(Beginning of DATA TO USE)

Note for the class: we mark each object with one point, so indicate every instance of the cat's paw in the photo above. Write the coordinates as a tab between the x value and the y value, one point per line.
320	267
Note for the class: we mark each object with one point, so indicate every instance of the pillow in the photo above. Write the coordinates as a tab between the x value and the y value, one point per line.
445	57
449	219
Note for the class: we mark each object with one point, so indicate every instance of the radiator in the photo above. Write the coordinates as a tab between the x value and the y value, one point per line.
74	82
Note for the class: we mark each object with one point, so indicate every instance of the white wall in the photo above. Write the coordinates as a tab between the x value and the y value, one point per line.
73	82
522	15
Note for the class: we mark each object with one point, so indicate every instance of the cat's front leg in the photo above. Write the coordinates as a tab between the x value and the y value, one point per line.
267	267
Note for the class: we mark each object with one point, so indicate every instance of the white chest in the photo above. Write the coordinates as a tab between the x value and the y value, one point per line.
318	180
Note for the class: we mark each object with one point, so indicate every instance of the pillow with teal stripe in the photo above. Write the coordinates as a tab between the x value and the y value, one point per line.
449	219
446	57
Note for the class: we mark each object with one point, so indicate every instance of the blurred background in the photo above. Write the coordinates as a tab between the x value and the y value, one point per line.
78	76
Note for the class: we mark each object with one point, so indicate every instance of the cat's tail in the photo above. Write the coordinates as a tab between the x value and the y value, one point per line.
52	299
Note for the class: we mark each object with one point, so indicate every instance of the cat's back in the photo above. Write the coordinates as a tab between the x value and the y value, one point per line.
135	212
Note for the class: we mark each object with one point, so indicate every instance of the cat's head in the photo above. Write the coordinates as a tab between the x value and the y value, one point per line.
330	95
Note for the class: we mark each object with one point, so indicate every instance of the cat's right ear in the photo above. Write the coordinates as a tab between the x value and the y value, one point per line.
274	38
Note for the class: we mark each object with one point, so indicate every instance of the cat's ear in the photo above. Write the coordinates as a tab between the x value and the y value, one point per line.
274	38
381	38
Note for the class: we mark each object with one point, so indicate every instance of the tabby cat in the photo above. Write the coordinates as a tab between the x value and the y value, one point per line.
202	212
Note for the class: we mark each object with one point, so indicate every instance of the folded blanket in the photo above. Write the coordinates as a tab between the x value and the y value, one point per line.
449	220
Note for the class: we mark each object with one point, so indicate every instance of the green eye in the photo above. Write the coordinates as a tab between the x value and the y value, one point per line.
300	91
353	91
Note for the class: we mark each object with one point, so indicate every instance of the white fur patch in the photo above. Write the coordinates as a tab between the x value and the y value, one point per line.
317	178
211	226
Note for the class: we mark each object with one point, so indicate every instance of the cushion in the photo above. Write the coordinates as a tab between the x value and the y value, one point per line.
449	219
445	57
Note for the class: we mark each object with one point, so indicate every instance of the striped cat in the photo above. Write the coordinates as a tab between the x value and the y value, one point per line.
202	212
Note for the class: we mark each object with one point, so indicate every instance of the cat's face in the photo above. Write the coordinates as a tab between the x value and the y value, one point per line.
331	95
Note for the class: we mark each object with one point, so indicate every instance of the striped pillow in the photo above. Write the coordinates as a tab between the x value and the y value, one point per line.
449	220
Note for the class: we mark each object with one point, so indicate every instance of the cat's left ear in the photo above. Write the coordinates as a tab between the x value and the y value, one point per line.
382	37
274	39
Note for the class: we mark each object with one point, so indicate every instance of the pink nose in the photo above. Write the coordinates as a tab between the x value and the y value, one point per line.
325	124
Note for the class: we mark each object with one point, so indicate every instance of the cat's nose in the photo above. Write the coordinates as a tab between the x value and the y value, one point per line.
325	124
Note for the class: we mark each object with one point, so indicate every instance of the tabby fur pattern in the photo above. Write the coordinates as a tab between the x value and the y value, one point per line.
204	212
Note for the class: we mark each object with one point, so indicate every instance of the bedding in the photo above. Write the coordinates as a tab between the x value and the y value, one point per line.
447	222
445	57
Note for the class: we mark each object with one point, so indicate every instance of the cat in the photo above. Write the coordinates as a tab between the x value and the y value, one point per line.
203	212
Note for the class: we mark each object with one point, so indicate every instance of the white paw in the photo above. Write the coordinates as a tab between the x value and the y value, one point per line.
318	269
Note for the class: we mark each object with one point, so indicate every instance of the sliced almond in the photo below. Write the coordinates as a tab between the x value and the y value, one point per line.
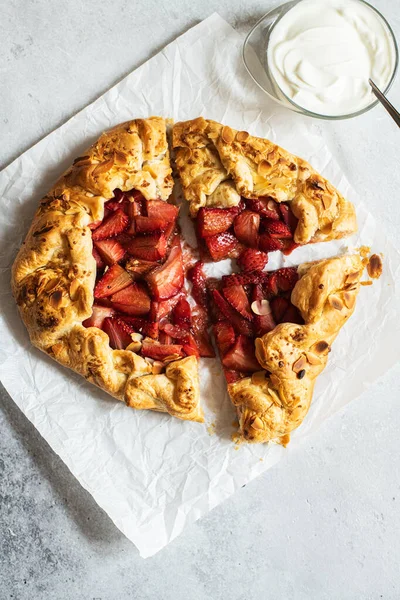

(End of DATA TO USE)

-- TASK REQUIREMENTS --
Each record must be repeated verbatim, and no picture may appear in the copy.

-- FINISHED TASK --
Note for the class: we mark each object with one point, so indicate every instance of the cat's paw in the photo above. Write the coordinates as a tab between the x value and the y value, one point per line.
320	267
Note for the class: we mark each object with one point, so indicate every instance of the pillow in the photo above. Write the coordinates as a tab between the x value and the y value, one point per line.
445	57
449	219
Note for the class: we mark each object with one point, so indicate every instance of the radiator in the photo above. Write the coordinates as a tab between the x value and the y value, one point per line.
74	82
Note for the class: we mark each object with one point, so indicate every instance of the white wall in the photo above. Write the coordinates as a tab between the x value and the y value, one point per line.
73	82
522	15
Note for the class: we mark each object with one point, so indicate every instance of the cat's front leg in the photo above. Write the coordinates as a tab between the x value and the y value, one point per line.
267	267
Note for the class: we mark each object with one point, so indicate every instance of the white chest in the photo above. Write the coordinates as a tab between the x value and the y value, one point per line.
318	180
Note for the class: we mark each object with one point, so indicate every instance of the pillow with teal stripe in the photo above. Write the coordinates as a tab between the x value and the y value, one point per line.
449	219
446	57
Note for the class: we mark each object with one point, so indicate every instance of the blurred background in the photo above. Write the coordinates as a tab between the x value and the y value, one point per line.
78	76
Note for the class: we mark each object with one point, so indicate every instance of the cat's tail in the photo above. Write the coordinates as a tab between the x value and the y value, one point per line.
52	299
Note for the class: we mark each object with one point, so indicate every instance of the cat's back in the photo above. Write the coordinates as a tab between the x value and the y value, one point per line.
135	212
Note for the class: we mark each object with one point, so indicate every instance of the cat's head in the photo above. Write the coordinates as a tab between the x value and the y value, one point per line.
330	95
Note for the class: we mark each object with one point, so indicate every instance of the cat's right ear in the photo above. Write the coordinates as a tab between the x value and the y value, one point per line.
274	38
Note for the class: we mark each object with one point, so indicate every instance of the cat's ear in the photo above. Write the coordinates as a tab between the x value and the y value, one point per line.
274	38
381	38
Note for the class: we mark each object with one point, so indicate every instance of the tabby cat in the photo above. Write the coordinates as a tab between the x value and the y value, one point per line.
202	212
Note for the class: we mark each object with one point, so indicate every instance of the folded blanket in the photo above. Write the coordinates as a tab between the x value and the y value, one point per line.
449	220
Note for the class: we mark each object with one point, so indicate every instance of the green eye in the photo above. Write the coordinates as a tab between the x value and the y value, one point per line.
300	91
353	91
Note for the class: we mark each object with one point, so indicate every instance of the white fur patch in the photo above. Write the coordinates as a tab between the x value and the y value, one point per line.
317	178
211	226
Note for the class: we mark each object with one point, so indicate every instance of the cushion in the photo above. Write the coordinates as a tab between the x value and the y value, one point per line.
449	219
445	57
Note for the class: we mark each object with one point, so indicate every instance of the striped cat in the photo above. Write the coordinates as a tab between the x value and the y value, one point per line.
202	212
Note for the class: we mark each object with one point, so indicate every instance of the cat's face in the photo above. Write the coordinates as a tab between the x value and the y value, one point per line.
331	95
Note for the class: we mark each object with one point, so indicate every instance of the striped pillow in the photo above. Write the coordinates as a tab between the x value and the y value, one point per line.
449	220
Note for the class: we mark each object with one point, so indicate every instance of the cat's left ear in the photo above. Write the coordinates as a tab between the x value and the y value, one point per line.
382	37
274	39
Note for the class: we mark each object with one point, so indicate every instance of the pink nose in the photo above. Write the coordinates as a tab between the x value and the y value, one point per line.
325	124
Note for the class: we mark each object with one point, so indicate every instance of the cat's nose in the photo above. Write the coordinates as a tab between the x value and the y value, one point per line.
325	124
Note for the class: we mark each object with one point, so indicate every instance of the tabby fur pattern in the photo above. Write the coordinates as a tab between the x value and the y value, one point per line.
204	212
Note for the class: we mark each object with one point, so indicate every instance of the bedding in the photo above. Write the coordinates as a tab between the x value and the y value, one point per line.
447	222
445	57
Note for the class: we mark each object with one point, so indicate every instance of the cat in the photo above. Write the coordinates as a tab between the x value and the y value, one point per line.
203	212
Note for the class: we mark each object with one point, so indicate every instance of the white paw in the photo above. Write the coordinates as a tab between the x value and the y value, one point per line.
318	269
Note for the class: we mark each object with one point, so indicate every instance of the sliced almond in the photo below. Write the coordinates as a tab between the x value and the y value, one point per line.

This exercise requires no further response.